**** Supplied data
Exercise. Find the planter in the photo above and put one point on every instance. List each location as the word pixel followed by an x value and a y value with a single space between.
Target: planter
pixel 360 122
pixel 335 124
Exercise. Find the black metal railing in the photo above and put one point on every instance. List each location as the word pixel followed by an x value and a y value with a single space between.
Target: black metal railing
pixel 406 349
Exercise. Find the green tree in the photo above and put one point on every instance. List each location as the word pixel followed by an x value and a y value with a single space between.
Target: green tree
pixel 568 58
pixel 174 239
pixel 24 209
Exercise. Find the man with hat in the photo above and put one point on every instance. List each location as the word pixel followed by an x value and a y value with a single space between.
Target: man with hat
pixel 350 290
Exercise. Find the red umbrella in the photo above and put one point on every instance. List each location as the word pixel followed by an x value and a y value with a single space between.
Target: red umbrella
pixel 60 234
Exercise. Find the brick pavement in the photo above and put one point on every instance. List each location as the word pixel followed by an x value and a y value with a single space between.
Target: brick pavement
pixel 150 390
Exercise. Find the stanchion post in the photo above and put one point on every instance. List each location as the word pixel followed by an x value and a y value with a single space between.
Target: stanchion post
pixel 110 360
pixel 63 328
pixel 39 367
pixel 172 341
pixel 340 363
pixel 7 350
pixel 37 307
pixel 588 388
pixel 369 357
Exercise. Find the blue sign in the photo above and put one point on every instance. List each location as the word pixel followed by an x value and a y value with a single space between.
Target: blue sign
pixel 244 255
********
**** Supplied data
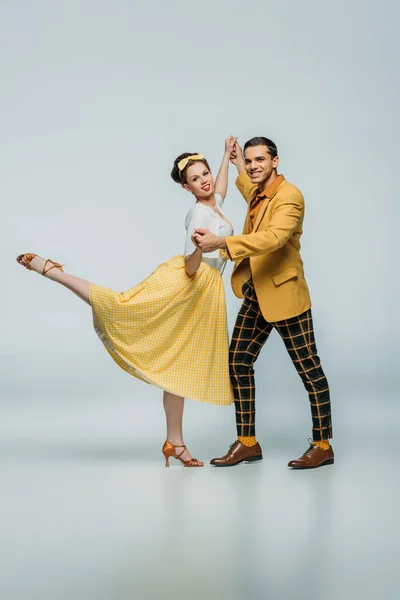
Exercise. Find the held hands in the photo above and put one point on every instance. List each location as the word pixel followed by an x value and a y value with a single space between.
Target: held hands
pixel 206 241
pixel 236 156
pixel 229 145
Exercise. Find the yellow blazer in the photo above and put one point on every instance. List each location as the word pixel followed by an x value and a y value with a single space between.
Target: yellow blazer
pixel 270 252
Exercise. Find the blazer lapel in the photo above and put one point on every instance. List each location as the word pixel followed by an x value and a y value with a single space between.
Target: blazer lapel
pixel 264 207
********
[Exercise directions]
Working from the records above, write out verbatim only the lines from the line containing "Target: red umbrella" through the line containing "Exercise. Find the stanchion".

[Answer section]
Target: red umbrella
pixel 60 234
Exercise. Find the brick pavement in the photo above and put one point on every instance. List each location as the word pixel followed by an x value and a y value with a single space between.
Target: brick pavement
pixel 150 390
Exercise. Find the stanchion post in the photo above and put one point on every instance. List each location as the word pixel followed by an x value and a y value with a single space between.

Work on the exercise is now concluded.